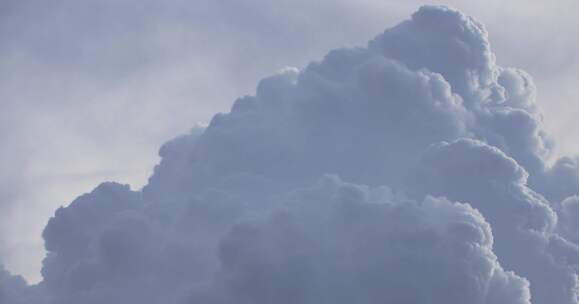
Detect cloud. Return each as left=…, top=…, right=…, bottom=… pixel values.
left=2, top=6, right=579, bottom=304
left=190, top=177, right=530, bottom=303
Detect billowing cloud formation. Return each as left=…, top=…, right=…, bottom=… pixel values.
left=3, top=6, right=579, bottom=304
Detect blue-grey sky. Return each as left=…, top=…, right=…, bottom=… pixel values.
left=0, top=0, right=579, bottom=288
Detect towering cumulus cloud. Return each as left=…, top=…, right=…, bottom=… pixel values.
left=0, top=6, right=579, bottom=304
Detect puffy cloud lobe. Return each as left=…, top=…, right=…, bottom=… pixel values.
left=191, top=177, right=530, bottom=303
left=408, top=139, right=579, bottom=303
left=6, top=6, right=579, bottom=304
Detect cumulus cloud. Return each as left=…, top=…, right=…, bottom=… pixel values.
left=0, top=6, right=579, bottom=304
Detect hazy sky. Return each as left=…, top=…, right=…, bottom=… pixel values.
left=0, top=0, right=579, bottom=281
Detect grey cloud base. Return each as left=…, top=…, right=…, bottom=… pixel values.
left=0, top=6, right=579, bottom=304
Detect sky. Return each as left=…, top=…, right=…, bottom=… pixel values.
left=0, top=0, right=579, bottom=292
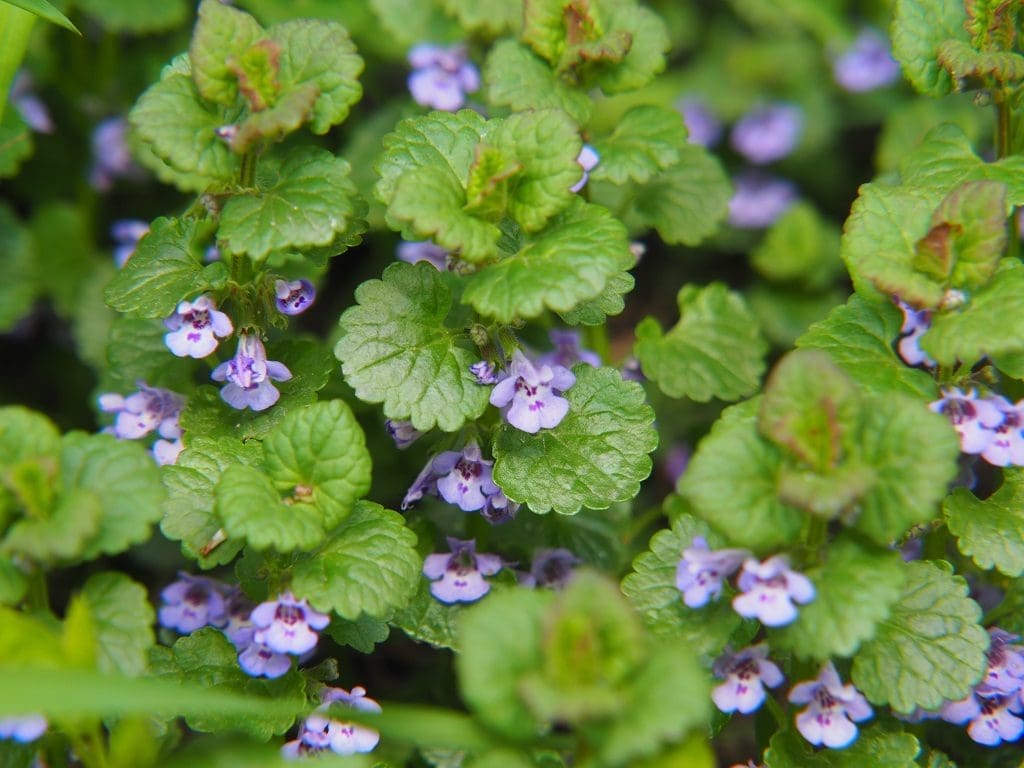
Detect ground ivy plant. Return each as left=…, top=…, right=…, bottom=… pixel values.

**What the task requires**:
Render all the records above as a Markdown table with the columns Number and Line, giving each non-blank line its own row. Leave the pictures out.

**The completed task**:
| Number | Line |
|---|---|
| 1 | Detect cloud. Return each as left=…, top=…, right=…, bottom=… pixel values. |
| 2 | left=2, top=6, right=579, bottom=304 |
| 3 | left=190, top=177, right=530, bottom=303 |
| 4 | Detect billowing cloud formation. Return each as left=…, top=…, right=…, bottom=… pixel values. |
| 5 | left=3, top=6, right=579, bottom=304 |
| 6 | Detect blue-grey sky. Return each as left=…, top=…, right=…, bottom=… pixel values. |
| 7 | left=0, top=0, right=579, bottom=288 |
| 8 | Detect towering cumulus cloud. Return each as left=…, top=…, right=…, bottom=… pixel values. |
| 9 | left=0, top=6, right=579, bottom=304 |
| 10 | Detect puffy cloud lobe. Return each as left=…, top=…, right=…, bottom=… pixel values. |
| 11 | left=191, top=177, right=530, bottom=303 |
| 12 | left=408, top=139, right=579, bottom=303 |
| 13 | left=6, top=6, right=579, bottom=304 |
| 14 | Detect cumulus cloud. Return each as left=…, top=…, right=…, bottom=… pixel values. |
| 15 | left=0, top=6, right=579, bottom=304 |
| 16 | Detect hazy sky. Return each as left=…, top=…, right=…, bottom=… pixel values. |
| 17 | left=0, top=0, right=579, bottom=281 |
| 18 | Detect grey cloud base. Return each as left=…, top=…, right=…, bottom=… pixel values. |
| 19 | left=0, top=6, right=579, bottom=304 |
| 20 | Detect sky. Return each as left=…, top=…, right=…, bottom=… pixel values. |
| 21 | left=0, top=0, right=579, bottom=292 |
| 22 | Detect ground ivy plant. Return each as left=…, top=…, right=…, bottom=… pixel values. |